── Bloc de texte ──
Que ta volonté soit faite sur la terre comme au ciel
Méditation

Benoît XVI

 

Deux aspects ressortent immédiatement des termes de cette demande.

Il existe une volonté de Dieu avec nous et pour nous qui doit devenir le critère de notre vouloir et de notre être.

La caractéristique même du « ciel » est que la volonté de Dieu y est faite indéfectiblement ou, en d’autres mots : là où la volonté de Dieu est faite, là est le ciel.

L’essence du ciel est d’être une seule chose avec la volonté de Dieu, l’union entre volonté et vérité.

La terre devient « ciel » seulement si et dans la mesure où la volonté de Dieu y est faite, tandis qu’elle n’est que « terre », pôle opposé au ciel, si et dans la mesure où elle se soustrait à la volonté de Dieu.

C’est pourquoi nous demandons que sur la terre il en soit de même qu’au ciel, que la Terre devienne « ciel ».

 

Mais qu’est-ce donc que la « volonté de Dieu » ?

Comment la reconnaître ?

Comment pouvons-nous la faire ?

Les Ecritures Saintes posent qu’au plus profond de lui-même, l’homme connaît la volonté de Dieu, qu’il existe une communion de savoir avec Dieu, profondément inscrite en nous, que nous appelons conscience (voir par exemple Rm 2, 15).
───
── Données sources ──
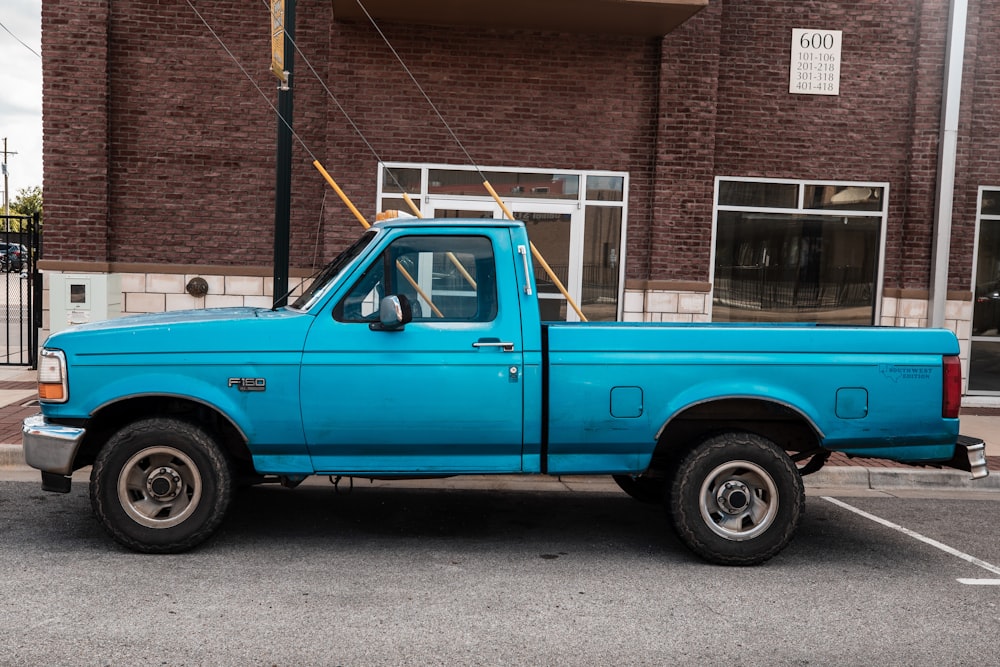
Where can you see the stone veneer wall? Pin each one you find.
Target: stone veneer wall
(666, 301)
(162, 292)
───
**Vos consignes:**
Traduisez en anglais cette phrase de la méditation sur la volonté de Dieu : « Il existe une volonté de Dieu avec nous et pour nous qui doit devenir le critère de notre vouloir et de notre être. »

**Résultat de l'exercice:**
There is a will of God with us and for us that must become the criterion of our willing and of our being.